## Begin Information supplied

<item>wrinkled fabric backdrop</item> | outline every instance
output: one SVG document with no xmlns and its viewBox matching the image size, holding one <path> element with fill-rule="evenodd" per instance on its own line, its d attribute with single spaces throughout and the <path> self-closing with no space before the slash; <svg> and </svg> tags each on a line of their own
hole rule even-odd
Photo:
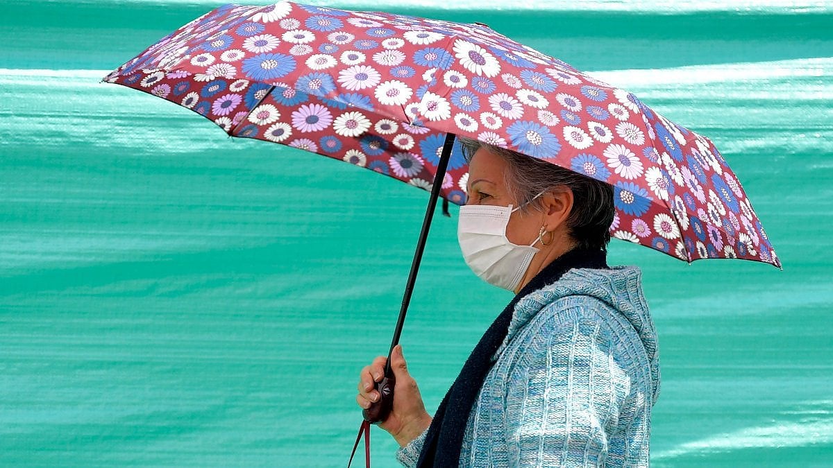
<svg viewBox="0 0 833 468">
<path fill-rule="evenodd" d="M 220 2 L 2 3 L 0 465 L 342 466 L 427 193 L 98 82 Z M 833 3 L 499 3 L 327 4 L 485 22 L 711 137 L 784 271 L 611 243 L 659 332 L 652 463 L 833 462 Z M 451 212 L 402 340 L 430 411 L 511 296 Z"/>
</svg>

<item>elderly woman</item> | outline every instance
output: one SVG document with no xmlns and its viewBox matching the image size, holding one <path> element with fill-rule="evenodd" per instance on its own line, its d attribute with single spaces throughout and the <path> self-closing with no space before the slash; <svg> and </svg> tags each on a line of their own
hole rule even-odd
<svg viewBox="0 0 833 468">
<path fill-rule="evenodd" d="M 656 335 L 632 266 L 606 261 L 611 186 L 463 139 L 466 263 L 516 296 L 486 331 L 433 418 L 401 346 L 380 426 L 406 466 L 644 466 L 659 394 Z M 358 405 L 378 401 L 377 357 Z"/>
</svg>

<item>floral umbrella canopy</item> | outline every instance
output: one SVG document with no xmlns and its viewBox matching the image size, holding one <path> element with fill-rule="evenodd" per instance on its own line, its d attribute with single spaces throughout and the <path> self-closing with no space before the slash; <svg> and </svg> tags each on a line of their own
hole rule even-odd
<svg viewBox="0 0 833 468">
<path fill-rule="evenodd" d="M 291 2 L 224 5 L 104 78 L 229 135 L 305 149 L 430 189 L 446 133 L 614 187 L 617 238 L 692 261 L 781 262 L 714 144 L 633 94 L 485 25 Z M 462 204 L 455 145 L 440 195 Z"/>
</svg>

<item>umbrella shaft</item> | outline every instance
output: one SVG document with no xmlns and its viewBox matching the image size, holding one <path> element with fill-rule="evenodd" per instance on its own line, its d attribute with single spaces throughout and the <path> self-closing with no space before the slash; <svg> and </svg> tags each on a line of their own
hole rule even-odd
<svg viewBox="0 0 833 468">
<path fill-rule="evenodd" d="M 405 315 L 408 311 L 408 304 L 411 303 L 411 294 L 413 292 L 414 283 L 416 282 L 416 273 L 419 271 L 419 265 L 422 261 L 422 251 L 425 250 L 425 243 L 428 239 L 428 231 L 431 229 L 431 221 L 434 217 L 436 200 L 440 197 L 440 188 L 442 187 L 442 182 L 446 177 L 446 168 L 448 167 L 448 160 L 451 159 L 451 148 L 454 147 L 454 133 L 446 134 L 446 142 L 442 145 L 442 154 L 440 155 L 440 162 L 436 165 L 436 175 L 434 176 L 434 185 L 431 188 L 428 207 L 425 211 L 422 230 L 420 232 L 419 240 L 416 241 L 416 251 L 414 252 L 414 260 L 411 264 L 408 281 L 405 286 L 402 306 L 399 310 L 399 318 L 397 320 L 397 327 L 393 331 L 393 340 L 391 341 L 391 349 L 387 352 L 387 366 L 385 368 L 386 376 L 392 375 L 391 371 L 391 353 L 393 352 L 393 347 L 399 344 L 399 337 L 402 334 L 402 326 L 405 325 Z"/>
</svg>

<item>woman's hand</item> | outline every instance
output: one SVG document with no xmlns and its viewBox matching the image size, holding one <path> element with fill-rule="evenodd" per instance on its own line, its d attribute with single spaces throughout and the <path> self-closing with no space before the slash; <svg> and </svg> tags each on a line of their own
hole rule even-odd
<svg viewBox="0 0 833 468">
<path fill-rule="evenodd" d="M 379 392 L 375 382 L 385 376 L 387 358 L 380 356 L 372 364 L 362 370 L 359 375 L 359 393 L 356 402 L 363 409 L 379 401 Z M 379 427 L 388 431 L 397 440 L 400 446 L 405 446 L 431 426 L 431 416 L 425 411 L 422 396 L 420 396 L 416 381 L 408 373 L 402 346 L 397 345 L 391 354 L 391 368 L 397 379 L 393 387 L 393 407 L 387 419 L 379 424 Z"/>
</svg>

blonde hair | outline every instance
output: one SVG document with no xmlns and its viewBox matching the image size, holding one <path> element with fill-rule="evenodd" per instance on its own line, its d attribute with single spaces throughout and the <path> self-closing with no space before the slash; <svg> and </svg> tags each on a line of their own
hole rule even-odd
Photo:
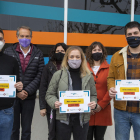
<svg viewBox="0 0 140 140">
<path fill-rule="evenodd" d="M 68 56 L 70 54 L 71 51 L 73 50 L 78 50 L 81 54 L 81 66 L 80 66 L 80 71 L 81 71 L 81 77 L 84 77 L 86 76 L 86 74 L 90 74 L 90 70 L 88 69 L 87 67 L 87 61 L 86 61 L 86 58 L 85 58 L 85 55 L 82 51 L 82 49 L 80 47 L 77 47 L 77 46 L 71 46 L 67 49 L 66 53 L 65 53 L 65 56 L 63 58 L 63 61 L 62 61 L 62 65 L 61 65 L 61 68 L 63 69 L 69 69 L 69 65 L 68 65 Z"/>
</svg>

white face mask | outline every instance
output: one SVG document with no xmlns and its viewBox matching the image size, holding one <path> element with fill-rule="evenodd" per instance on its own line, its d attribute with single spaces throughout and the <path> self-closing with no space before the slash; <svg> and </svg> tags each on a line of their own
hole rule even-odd
<svg viewBox="0 0 140 140">
<path fill-rule="evenodd" d="M 0 41 L 0 50 L 2 50 L 3 46 L 4 46 L 4 43 Z"/>
</svg>

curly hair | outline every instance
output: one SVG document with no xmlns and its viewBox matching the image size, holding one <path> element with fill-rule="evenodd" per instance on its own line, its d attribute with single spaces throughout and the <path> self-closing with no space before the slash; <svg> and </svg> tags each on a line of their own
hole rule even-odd
<svg viewBox="0 0 140 140">
<path fill-rule="evenodd" d="M 99 48 L 102 50 L 103 55 L 101 58 L 101 63 L 104 62 L 104 60 L 106 60 L 107 57 L 107 51 L 105 49 L 105 47 L 103 46 L 102 43 L 100 42 L 93 42 L 86 50 L 86 59 L 87 62 L 90 64 L 90 66 L 94 66 L 94 59 L 92 58 L 92 50 L 96 47 L 99 46 Z"/>
<path fill-rule="evenodd" d="M 51 50 L 51 52 L 50 52 L 50 55 L 49 55 L 49 60 L 50 60 L 50 61 L 56 61 L 56 60 L 55 60 L 55 57 L 54 57 L 54 54 L 55 54 L 55 51 L 56 51 L 56 49 L 57 49 L 58 46 L 62 46 L 62 48 L 65 50 L 65 52 L 66 52 L 66 50 L 68 49 L 68 46 L 67 46 L 65 43 L 57 43 L 57 44 L 52 48 L 52 50 Z"/>
</svg>

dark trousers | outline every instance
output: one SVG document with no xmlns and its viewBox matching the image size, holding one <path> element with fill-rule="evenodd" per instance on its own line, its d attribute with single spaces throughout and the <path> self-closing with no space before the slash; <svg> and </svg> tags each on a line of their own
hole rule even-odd
<svg viewBox="0 0 140 140">
<path fill-rule="evenodd" d="M 16 99 L 14 104 L 14 125 L 11 140 L 19 140 L 20 138 L 20 117 L 22 134 L 21 140 L 31 139 L 31 124 L 35 107 L 34 100 Z"/>
<path fill-rule="evenodd" d="M 87 122 L 82 127 L 78 114 L 71 114 L 69 119 L 69 125 L 56 120 L 56 139 L 70 140 L 71 133 L 73 133 L 74 140 L 87 140 L 89 123 Z"/>
<path fill-rule="evenodd" d="M 47 113 L 47 121 L 48 121 L 48 140 L 56 140 L 56 114 L 55 110 L 53 111 L 53 119 L 50 123 L 50 114 Z"/>
<path fill-rule="evenodd" d="M 104 140 L 107 126 L 89 126 L 87 140 Z"/>
</svg>

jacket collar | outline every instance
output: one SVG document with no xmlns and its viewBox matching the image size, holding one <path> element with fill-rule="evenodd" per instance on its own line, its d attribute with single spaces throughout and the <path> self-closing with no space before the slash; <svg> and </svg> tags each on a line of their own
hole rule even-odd
<svg viewBox="0 0 140 140">
<path fill-rule="evenodd" d="M 124 48 L 122 48 L 122 49 L 120 50 L 119 54 L 123 54 L 123 53 L 127 52 L 127 49 L 128 49 L 128 45 L 125 46 Z"/>
</svg>

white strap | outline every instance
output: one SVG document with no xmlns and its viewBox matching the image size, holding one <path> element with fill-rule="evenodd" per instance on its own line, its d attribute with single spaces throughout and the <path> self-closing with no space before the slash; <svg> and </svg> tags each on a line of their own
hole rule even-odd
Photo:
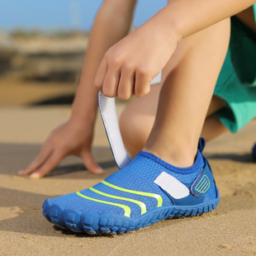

## End Information supplied

◆ Directions: Show every line of the records above that contains the string "hair", copying each line in full. Matching is case-sensitive.

◆ The output:
blonde hair | outline every instance
curly hair | outline every instance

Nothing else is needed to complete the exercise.